Exercise input:
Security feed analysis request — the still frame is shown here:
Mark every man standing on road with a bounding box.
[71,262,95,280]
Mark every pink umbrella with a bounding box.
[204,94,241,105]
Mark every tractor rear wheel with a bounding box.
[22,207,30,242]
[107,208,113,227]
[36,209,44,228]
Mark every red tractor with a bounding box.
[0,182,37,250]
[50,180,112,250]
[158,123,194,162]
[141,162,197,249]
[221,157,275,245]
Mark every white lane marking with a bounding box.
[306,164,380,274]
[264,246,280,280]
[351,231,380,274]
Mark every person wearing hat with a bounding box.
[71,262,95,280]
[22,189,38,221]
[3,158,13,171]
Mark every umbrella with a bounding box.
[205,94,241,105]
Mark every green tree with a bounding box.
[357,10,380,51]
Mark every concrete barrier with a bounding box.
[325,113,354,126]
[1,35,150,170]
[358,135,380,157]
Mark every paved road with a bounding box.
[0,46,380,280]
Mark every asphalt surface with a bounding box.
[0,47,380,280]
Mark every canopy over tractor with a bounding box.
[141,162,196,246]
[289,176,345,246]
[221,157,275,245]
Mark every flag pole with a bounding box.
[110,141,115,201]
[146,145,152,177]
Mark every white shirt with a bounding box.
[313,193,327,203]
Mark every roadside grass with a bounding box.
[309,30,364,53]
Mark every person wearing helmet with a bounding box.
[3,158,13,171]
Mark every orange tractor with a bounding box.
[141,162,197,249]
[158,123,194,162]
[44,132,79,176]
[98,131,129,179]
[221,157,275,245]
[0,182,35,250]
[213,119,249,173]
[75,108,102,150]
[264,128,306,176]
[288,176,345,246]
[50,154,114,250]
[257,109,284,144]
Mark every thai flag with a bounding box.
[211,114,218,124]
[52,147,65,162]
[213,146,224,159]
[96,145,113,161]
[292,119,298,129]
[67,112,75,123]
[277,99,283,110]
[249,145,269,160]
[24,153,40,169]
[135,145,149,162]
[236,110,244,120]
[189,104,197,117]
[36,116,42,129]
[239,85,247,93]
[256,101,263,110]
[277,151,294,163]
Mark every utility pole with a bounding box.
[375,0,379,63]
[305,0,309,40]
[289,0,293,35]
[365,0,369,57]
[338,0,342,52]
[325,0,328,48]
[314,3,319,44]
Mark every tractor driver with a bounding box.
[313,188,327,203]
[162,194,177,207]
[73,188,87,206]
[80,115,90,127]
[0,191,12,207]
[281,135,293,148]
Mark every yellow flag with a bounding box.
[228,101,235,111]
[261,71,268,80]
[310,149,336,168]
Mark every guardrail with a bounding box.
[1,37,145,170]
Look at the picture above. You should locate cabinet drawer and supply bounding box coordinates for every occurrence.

Problem to work on:
Write out all of the entries above again, copying each line word for word.

Solved exercise:
Security feed analysis request — the still frame is shown here:
Mark every man standing on road with a bounding box.
[71,262,95,280]
Mark every pink umbrella with a bounding box.
[204,94,241,105]
Mark every tractor rear wheel with a bounding box.
[22,207,30,242]
[107,208,113,227]
[36,209,44,228]
Mark every red tractor with a bounding box.
[0,182,37,250]
[50,180,112,250]
[158,123,194,162]
[141,162,197,249]
[221,157,275,245]
Mark every white lane marking with a bounding box.
[306,164,380,274]
[264,246,280,280]
[351,231,380,274]
Mark every person wearing hat with a bounding box.
[71,262,95,280]
[22,189,38,221]
[3,158,13,171]
Mark every umbrella with a bounding box.
[205,94,241,105]
Mark every green tree with a bounding box.
[357,10,380,51]
Mark every concrete barrier with a bounding box.
[325,113,354,126]
[1,35,150,170]
[358,135,380,157]
Mark every paved road with a bounding box.
[0,46,380,280]
Mark every asphalt surface with a bounding box.
[0,47,380,280]
Mark every canopy over tractor with a bounding box.
[141,162,196,246]
[289,176,345,246]
[221,157,275,245]
Mark every flag pole with a bounding box.
[110,141,115,201]
[146,145,152,177]
Mark every white shirt with a bounding box.
[313,193,327,203]
Mark every roadside grass with a bounding box.
[309,30,364,53]
Mark every person wearing helmet with a bounding box.
[3,158,13,171]
Mark every orange tractor with a bounding box.
[141,162,197,249]
[158,123,194,162]
[44,132,79,176]
[98,131,129,179]
[221,157,275,245]
[0,182,35,250]
[213,119,249,173]
[75,108,102,150]
[264,128,306,176]
[288,176,345,246]
[50,154,114,250]
[257,109,284,144]
Mark every thai flag with a bounding box.
[211,114,218,124]
[52,147,65,162]
[213,146,224,159]
[96,145,113,161]
[292,119,298,129]
[67,112,75,123]
[277,99,283,110]
[249,145,269,160]
[24,153,40,169]
[135,145,149,162]
[236,110,244,120]
[189,104,197,117]
[36,116,42,129]
[239,85,247,93]
[256,101,263,110]
[277,151,294,163]
Mark every utility pole with a bounding box.
[375,0,379,63]
[305,0,309,40]
[289,0,293,35]
[365,0,369,57]
[338,0,342,52]
[325,0,328,48]
[314,3,319,44]
Mark every tractor driver with a bounding box.
[313,188,327,203]
[162,194,177,207]
[73,188,87,206]
[80,115,90,127]
[0,191,12,207]
[281,135,293,148]
Mark every yellow flag with a bounding box.
[228,101,235,111]
[261,71,268,80]
[310,149,336,168]
Mark every guardrail with a bounding box.
[1,37,145,170]
Look at the picture above. You should locate cabinet drawer and supply bounding box coordinates for every occurrence.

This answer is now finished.